### SUPPLIED RECORDS
◇ ◇ ◇ ◇
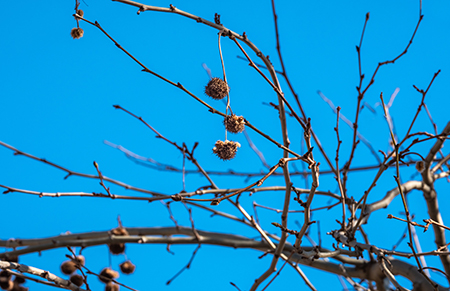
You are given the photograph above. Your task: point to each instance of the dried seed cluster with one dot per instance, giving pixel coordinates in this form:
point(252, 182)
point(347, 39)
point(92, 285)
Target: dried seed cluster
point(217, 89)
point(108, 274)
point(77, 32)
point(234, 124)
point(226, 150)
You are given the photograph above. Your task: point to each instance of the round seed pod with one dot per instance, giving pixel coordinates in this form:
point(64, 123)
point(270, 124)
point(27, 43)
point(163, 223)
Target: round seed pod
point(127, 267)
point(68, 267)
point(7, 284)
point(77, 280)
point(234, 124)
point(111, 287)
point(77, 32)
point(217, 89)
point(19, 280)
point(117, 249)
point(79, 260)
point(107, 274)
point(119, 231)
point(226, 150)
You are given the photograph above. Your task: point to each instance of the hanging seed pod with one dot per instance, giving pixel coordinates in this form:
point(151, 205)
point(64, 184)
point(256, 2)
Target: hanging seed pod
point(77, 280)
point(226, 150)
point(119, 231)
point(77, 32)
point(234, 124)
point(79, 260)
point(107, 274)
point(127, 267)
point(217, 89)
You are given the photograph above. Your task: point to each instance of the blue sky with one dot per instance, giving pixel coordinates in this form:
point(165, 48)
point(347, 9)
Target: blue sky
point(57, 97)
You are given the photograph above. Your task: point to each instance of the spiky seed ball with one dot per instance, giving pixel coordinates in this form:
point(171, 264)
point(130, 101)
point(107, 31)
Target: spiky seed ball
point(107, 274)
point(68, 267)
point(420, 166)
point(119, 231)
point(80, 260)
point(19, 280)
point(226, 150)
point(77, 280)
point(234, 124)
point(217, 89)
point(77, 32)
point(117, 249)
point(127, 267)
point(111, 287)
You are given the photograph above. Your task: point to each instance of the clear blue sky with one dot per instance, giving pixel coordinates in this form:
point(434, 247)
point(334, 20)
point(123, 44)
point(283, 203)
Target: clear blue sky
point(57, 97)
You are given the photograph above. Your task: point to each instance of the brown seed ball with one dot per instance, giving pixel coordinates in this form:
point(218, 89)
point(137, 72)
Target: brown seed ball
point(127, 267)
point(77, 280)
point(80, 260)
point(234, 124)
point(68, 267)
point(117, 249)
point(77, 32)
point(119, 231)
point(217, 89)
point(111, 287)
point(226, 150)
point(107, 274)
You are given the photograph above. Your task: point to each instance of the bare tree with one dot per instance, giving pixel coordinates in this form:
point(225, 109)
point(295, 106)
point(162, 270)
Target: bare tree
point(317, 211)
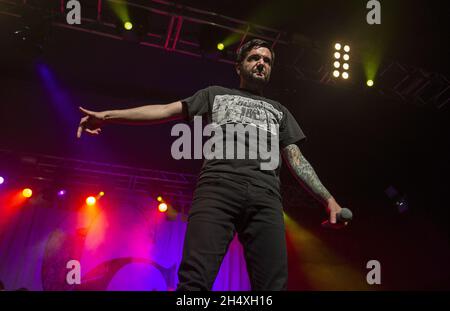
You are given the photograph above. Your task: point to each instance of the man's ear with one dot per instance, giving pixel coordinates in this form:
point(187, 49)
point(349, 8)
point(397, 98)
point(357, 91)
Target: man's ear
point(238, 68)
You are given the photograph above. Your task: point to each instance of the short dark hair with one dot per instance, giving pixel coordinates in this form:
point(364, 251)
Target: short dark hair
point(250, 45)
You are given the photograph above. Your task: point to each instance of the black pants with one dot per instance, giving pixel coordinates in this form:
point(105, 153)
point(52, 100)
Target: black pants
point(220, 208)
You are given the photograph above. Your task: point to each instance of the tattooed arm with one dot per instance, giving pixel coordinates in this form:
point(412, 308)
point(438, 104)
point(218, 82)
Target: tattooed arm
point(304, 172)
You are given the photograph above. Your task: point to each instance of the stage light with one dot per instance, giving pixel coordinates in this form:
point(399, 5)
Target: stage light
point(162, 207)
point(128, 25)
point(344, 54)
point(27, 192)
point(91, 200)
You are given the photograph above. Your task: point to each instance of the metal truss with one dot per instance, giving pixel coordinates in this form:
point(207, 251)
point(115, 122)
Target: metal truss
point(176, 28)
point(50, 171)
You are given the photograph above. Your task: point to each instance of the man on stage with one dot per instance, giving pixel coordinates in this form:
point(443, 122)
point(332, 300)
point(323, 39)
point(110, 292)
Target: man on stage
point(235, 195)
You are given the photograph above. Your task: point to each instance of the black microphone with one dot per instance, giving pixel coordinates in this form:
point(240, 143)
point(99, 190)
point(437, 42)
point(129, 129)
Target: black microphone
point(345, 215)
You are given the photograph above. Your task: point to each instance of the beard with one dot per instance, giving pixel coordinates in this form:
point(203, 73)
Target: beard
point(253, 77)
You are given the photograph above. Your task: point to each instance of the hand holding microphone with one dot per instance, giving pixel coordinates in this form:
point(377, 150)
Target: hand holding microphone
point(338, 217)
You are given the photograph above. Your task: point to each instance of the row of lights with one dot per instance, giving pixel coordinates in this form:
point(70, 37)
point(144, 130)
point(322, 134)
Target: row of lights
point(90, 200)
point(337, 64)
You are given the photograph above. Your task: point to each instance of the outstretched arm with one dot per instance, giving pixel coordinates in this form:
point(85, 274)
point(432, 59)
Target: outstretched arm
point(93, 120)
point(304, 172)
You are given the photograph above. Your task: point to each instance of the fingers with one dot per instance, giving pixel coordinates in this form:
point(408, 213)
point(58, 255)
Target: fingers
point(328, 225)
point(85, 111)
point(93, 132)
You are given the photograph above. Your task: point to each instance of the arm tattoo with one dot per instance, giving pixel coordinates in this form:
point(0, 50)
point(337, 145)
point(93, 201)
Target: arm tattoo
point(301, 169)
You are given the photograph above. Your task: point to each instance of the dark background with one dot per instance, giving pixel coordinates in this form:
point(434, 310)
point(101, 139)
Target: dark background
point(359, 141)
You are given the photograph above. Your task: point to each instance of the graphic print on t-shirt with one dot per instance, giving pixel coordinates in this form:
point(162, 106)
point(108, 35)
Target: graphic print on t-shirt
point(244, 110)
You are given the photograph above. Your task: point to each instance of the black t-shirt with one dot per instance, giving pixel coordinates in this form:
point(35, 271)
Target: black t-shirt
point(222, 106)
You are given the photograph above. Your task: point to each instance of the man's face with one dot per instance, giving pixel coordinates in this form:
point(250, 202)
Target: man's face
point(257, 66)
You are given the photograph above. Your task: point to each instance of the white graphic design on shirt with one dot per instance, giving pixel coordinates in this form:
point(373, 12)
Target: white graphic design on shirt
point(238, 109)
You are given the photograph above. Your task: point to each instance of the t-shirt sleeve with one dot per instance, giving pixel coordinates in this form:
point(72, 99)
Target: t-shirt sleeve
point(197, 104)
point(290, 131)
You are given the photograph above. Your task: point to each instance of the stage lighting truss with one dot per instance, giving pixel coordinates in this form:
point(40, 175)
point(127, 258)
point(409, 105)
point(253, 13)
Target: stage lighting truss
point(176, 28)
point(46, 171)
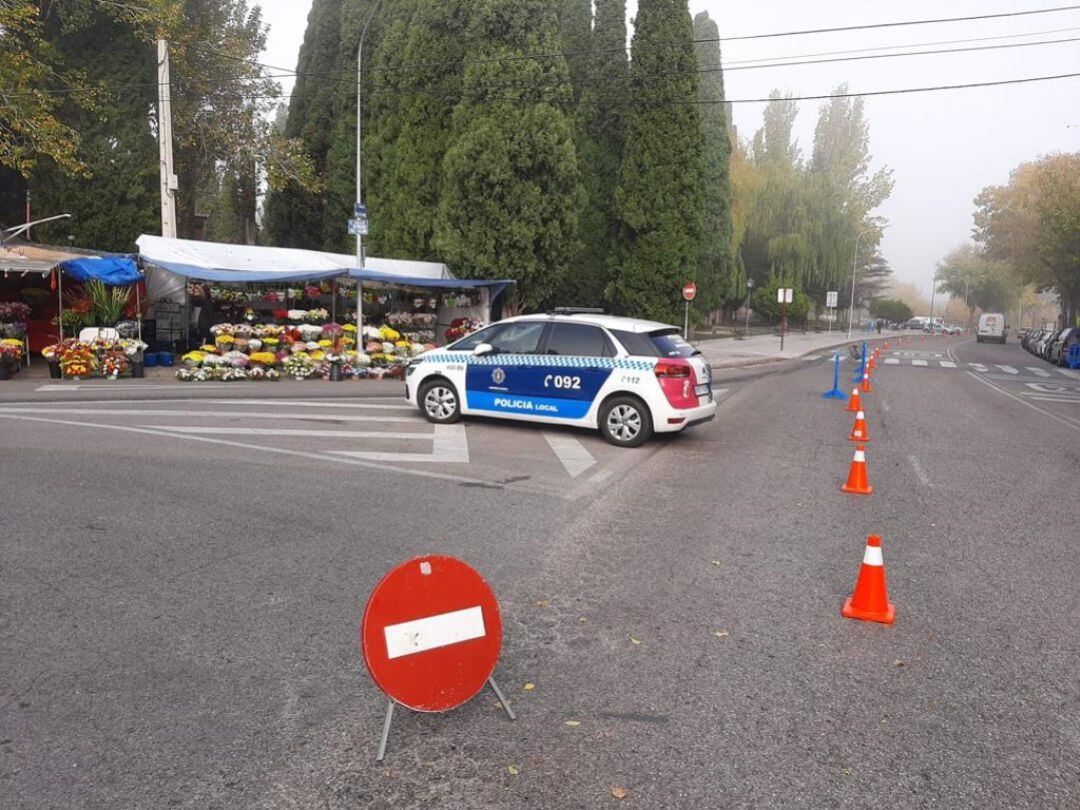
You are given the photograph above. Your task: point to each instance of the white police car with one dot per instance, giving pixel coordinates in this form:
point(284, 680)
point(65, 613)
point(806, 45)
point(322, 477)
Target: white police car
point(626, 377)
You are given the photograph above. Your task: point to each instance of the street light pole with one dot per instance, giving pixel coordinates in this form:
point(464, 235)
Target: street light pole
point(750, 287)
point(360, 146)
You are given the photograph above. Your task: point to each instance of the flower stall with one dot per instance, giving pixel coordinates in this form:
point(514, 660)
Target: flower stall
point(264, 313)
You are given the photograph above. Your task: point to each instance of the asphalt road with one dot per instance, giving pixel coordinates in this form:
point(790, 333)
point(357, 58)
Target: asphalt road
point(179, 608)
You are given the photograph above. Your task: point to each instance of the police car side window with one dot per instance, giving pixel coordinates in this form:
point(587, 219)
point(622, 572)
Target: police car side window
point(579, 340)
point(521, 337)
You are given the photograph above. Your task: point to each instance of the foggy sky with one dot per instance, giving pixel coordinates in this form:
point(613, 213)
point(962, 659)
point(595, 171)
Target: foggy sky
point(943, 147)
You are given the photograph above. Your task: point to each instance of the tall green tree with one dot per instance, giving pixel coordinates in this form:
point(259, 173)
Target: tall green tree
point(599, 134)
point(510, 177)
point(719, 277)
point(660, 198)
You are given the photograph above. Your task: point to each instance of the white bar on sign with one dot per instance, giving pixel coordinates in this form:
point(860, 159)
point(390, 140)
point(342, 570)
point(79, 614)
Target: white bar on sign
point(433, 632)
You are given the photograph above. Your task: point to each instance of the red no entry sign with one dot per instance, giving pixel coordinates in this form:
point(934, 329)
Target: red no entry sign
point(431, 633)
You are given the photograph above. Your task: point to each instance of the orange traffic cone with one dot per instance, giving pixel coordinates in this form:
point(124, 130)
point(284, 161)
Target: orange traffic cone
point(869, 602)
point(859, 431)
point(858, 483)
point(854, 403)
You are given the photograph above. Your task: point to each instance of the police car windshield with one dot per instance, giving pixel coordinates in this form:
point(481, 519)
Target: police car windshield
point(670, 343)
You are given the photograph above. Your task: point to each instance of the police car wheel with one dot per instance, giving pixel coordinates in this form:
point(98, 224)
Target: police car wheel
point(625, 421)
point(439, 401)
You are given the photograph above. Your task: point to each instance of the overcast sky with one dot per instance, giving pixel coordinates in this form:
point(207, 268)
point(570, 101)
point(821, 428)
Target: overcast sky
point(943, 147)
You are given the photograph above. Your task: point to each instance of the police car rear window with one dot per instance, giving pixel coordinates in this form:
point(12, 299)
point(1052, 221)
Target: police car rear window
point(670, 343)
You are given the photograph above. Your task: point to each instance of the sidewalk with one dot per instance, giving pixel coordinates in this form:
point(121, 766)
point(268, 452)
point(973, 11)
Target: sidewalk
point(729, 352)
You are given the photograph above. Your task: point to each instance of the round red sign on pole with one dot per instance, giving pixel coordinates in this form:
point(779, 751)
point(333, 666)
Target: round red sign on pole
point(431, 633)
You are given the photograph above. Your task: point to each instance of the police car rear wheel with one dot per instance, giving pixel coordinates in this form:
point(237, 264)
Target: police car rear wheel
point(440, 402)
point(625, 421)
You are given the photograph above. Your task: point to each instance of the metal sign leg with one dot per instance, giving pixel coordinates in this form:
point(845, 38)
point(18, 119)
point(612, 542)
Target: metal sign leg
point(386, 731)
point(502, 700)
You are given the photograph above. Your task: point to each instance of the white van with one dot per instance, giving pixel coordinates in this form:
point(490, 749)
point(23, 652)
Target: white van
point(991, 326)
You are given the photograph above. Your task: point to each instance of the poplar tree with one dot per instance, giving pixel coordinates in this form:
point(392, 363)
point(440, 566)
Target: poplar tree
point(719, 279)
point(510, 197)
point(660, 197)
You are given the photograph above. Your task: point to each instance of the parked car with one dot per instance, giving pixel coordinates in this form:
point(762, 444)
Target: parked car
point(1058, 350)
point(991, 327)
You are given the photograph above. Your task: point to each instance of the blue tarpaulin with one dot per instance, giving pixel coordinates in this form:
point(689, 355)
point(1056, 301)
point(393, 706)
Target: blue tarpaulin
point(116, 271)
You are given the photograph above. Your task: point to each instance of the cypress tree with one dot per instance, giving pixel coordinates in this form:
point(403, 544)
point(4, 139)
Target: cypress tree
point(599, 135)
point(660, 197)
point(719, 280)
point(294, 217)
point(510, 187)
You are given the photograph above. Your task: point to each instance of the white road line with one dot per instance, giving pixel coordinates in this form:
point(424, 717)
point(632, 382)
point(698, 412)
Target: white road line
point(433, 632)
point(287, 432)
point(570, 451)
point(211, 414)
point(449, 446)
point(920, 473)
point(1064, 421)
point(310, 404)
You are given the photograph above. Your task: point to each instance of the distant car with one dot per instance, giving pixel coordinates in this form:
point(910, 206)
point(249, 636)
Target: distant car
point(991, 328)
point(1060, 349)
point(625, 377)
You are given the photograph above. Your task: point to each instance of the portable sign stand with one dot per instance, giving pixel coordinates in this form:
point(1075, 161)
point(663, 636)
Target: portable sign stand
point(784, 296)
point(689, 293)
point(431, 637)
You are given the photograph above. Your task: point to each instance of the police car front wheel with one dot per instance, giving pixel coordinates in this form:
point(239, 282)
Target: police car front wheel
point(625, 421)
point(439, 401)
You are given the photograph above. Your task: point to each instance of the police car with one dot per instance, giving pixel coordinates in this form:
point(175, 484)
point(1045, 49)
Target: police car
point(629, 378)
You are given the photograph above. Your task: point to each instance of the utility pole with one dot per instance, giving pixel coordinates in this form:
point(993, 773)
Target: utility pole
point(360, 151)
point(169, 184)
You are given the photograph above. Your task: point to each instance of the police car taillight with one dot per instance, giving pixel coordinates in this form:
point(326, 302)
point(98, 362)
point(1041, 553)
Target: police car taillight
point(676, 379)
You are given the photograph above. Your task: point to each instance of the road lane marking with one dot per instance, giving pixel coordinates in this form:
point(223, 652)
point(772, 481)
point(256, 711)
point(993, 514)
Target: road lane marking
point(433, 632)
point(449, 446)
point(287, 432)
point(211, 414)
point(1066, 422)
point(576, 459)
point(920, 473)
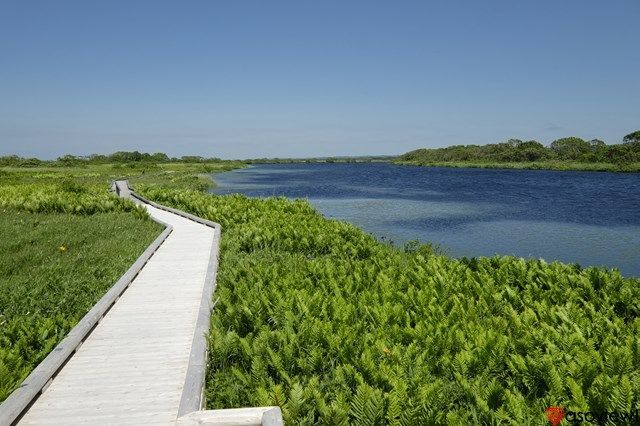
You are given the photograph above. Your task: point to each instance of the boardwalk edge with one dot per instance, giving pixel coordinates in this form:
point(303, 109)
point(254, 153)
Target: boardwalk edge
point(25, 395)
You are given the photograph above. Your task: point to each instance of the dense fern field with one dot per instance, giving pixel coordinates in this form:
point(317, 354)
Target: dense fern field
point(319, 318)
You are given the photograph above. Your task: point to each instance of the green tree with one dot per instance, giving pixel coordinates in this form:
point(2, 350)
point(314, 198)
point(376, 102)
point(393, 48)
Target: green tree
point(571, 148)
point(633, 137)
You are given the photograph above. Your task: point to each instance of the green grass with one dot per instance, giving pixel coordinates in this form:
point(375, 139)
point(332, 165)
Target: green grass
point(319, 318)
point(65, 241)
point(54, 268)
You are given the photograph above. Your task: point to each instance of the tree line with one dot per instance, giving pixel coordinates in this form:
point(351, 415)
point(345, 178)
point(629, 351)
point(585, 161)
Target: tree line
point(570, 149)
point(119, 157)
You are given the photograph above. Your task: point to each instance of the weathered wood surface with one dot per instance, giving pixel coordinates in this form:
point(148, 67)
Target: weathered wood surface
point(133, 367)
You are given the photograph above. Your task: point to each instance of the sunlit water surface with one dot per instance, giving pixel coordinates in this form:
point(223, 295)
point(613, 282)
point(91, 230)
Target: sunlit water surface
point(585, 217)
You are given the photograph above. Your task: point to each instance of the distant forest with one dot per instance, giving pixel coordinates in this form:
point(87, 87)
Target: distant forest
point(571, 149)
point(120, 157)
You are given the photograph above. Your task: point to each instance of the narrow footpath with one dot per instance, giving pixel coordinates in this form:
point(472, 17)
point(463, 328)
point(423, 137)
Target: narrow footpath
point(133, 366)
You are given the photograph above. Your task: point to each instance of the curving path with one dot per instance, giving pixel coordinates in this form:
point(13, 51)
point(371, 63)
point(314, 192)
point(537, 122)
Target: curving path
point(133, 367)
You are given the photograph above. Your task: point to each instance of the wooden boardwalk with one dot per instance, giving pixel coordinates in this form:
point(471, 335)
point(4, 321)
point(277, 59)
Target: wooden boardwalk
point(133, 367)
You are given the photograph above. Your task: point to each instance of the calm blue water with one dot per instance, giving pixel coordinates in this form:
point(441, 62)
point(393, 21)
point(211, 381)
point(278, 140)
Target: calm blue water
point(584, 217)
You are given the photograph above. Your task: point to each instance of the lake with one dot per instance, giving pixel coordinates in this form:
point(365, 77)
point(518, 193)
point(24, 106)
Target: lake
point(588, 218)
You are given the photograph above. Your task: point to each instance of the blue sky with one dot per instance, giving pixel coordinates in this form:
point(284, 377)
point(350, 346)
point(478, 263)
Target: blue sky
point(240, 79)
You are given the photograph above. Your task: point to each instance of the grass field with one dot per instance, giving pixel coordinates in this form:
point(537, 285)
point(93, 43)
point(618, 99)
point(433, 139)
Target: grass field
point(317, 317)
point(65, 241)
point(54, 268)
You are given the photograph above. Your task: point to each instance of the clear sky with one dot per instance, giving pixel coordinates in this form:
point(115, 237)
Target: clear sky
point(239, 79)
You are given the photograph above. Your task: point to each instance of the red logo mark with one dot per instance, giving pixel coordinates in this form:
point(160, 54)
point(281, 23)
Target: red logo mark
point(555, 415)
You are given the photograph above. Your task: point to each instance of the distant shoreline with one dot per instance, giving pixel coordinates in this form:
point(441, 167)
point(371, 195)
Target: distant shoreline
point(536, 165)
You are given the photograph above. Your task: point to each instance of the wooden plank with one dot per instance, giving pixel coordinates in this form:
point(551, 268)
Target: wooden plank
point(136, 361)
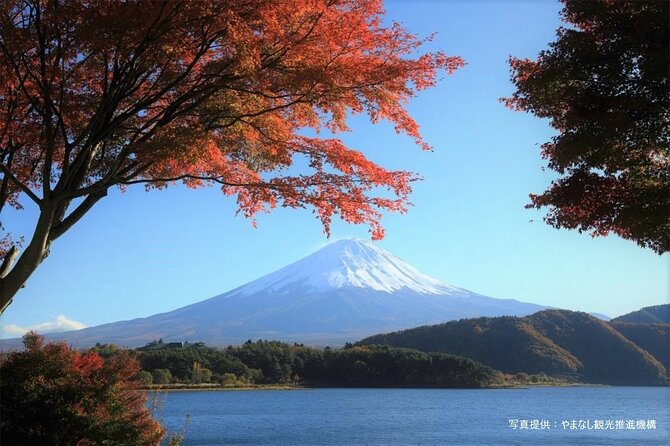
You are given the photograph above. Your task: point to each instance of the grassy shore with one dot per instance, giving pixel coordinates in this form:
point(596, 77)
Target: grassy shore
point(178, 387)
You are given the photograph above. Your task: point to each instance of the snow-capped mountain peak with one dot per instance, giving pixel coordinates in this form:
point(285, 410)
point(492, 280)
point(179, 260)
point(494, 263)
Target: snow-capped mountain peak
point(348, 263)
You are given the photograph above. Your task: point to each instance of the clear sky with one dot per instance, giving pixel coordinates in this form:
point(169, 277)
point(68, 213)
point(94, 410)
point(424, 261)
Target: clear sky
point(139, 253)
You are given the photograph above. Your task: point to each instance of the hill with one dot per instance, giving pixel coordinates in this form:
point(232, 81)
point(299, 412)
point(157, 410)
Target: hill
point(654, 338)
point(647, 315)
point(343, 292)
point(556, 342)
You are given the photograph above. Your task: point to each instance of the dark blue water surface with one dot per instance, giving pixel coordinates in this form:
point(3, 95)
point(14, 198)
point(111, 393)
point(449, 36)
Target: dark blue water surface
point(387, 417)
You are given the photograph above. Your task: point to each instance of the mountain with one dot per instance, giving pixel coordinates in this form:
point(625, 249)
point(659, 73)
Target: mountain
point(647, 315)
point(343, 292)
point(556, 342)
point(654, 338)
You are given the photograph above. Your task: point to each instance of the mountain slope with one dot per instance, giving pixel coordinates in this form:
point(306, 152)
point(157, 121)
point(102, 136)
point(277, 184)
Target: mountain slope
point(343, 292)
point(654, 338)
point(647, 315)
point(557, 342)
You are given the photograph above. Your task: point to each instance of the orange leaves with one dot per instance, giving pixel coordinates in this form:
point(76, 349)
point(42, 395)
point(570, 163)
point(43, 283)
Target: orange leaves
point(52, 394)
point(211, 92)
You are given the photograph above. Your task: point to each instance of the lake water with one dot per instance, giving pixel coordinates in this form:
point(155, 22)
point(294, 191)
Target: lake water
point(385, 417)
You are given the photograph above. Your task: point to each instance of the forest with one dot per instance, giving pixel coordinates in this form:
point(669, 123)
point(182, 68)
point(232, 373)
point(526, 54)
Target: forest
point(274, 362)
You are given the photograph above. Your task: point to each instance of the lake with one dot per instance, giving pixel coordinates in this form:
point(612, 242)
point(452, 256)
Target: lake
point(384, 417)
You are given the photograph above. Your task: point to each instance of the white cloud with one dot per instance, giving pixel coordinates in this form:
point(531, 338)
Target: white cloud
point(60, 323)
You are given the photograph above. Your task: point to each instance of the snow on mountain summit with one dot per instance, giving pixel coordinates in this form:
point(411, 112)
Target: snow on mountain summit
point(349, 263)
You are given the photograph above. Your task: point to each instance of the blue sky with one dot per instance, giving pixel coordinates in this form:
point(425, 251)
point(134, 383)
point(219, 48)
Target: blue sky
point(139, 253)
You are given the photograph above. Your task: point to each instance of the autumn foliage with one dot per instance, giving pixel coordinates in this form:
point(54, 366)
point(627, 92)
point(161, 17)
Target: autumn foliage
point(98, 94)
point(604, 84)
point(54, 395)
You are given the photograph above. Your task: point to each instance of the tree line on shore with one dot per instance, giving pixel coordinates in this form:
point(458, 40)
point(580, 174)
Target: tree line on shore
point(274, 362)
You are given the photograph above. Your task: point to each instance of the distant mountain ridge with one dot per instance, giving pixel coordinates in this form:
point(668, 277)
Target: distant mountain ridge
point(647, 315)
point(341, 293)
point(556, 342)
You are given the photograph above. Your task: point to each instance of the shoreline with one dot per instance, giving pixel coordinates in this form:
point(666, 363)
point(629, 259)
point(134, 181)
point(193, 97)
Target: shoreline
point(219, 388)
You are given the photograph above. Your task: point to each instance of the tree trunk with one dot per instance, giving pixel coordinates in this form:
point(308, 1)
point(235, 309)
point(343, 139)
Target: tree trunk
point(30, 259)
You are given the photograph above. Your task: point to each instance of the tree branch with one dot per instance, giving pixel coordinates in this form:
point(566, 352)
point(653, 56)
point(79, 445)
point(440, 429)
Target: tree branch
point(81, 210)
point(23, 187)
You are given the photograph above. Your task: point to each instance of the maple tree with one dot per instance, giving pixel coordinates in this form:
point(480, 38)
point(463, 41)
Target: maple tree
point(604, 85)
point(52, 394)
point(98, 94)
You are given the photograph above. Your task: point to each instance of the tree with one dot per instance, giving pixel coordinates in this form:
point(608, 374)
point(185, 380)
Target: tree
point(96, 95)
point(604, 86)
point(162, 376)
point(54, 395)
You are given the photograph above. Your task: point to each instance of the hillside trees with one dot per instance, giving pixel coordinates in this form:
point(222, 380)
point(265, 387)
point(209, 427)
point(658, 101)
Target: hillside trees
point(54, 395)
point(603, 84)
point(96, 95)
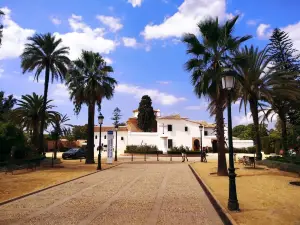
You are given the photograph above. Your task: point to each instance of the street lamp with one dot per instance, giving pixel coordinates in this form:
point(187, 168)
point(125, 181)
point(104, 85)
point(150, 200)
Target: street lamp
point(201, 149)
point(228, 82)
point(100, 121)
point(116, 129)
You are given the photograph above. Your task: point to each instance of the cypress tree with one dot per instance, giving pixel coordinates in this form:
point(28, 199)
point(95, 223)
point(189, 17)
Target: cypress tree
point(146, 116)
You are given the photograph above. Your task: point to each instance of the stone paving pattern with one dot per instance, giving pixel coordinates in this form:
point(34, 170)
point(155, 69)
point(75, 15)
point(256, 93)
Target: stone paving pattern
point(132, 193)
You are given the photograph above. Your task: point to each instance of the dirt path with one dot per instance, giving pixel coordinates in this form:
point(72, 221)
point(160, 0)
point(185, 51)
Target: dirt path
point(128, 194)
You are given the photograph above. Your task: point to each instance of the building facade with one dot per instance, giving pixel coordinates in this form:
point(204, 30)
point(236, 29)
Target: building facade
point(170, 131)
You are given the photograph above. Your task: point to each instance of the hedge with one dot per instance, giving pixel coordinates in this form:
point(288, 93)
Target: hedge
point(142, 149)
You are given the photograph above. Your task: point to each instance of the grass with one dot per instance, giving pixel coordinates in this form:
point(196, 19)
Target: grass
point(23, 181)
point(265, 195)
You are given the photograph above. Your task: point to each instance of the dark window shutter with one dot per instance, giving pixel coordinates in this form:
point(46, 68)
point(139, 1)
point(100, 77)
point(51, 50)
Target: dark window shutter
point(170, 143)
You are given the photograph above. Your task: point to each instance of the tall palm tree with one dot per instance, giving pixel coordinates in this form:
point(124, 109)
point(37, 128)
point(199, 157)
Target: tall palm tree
◇ ◇ ◇ ◇
### WORK TO DO
Quote the lines of the listing above that run from the line with "of the stone" through its last line, both included, and nothing else.

### REPLY
You are given the photograph above. Your task: point to each instance of the stone paving pattern with one dot per instance, giving pixel coordinates in this form:
point(34, 170)
point(155, 69)
point(75, 15)
point(256, 93)
Target: stone paving pattern
point(132, 193)
You are given the photograph above. Your task: point to each instance of the dirt path with one dot per instance, giving pixel coordinates in this form:
point(72, 221)
point(160, 0)
point(185, 51)
Target: dirt path
point(128, 194)
You are given the photograph above. Your task: point to each instance of the building facade with one dot per instance, giving pixel coordinates in this form:
point(204, 30)
point(236, 29)
Target: building facade
point(170, 131)
You are given the photograph above. Your task: point to each instance of the hedge with one dot per instance, giving pixel coordinates in this form:
point(288, 93)
Target: hedge
point(142, 149)
You are given the photograph above. Your task: point to each instance of the grass with one dot per instance, giving pixel coordinates in this form:
point(196, 19)
Target: grass
point(23, 181)
point(265, 195)
You are given the photograph above. Your task: point to each instance of the dark window shutter with one dot per instance, giving pixel coordinates in this form:
point(46, 68)
point(139, 1)
point(100, 77)
point(51, 50)
Target: dark window shutter
point(170, 143)
You are given the photograph above. Your task: point to each instance of the tall palm tree with one dot per instance, giving pixel coordinates in this form:
point(124, 109)
point(37, 128)
point(199, 157)
Target: tall palm tree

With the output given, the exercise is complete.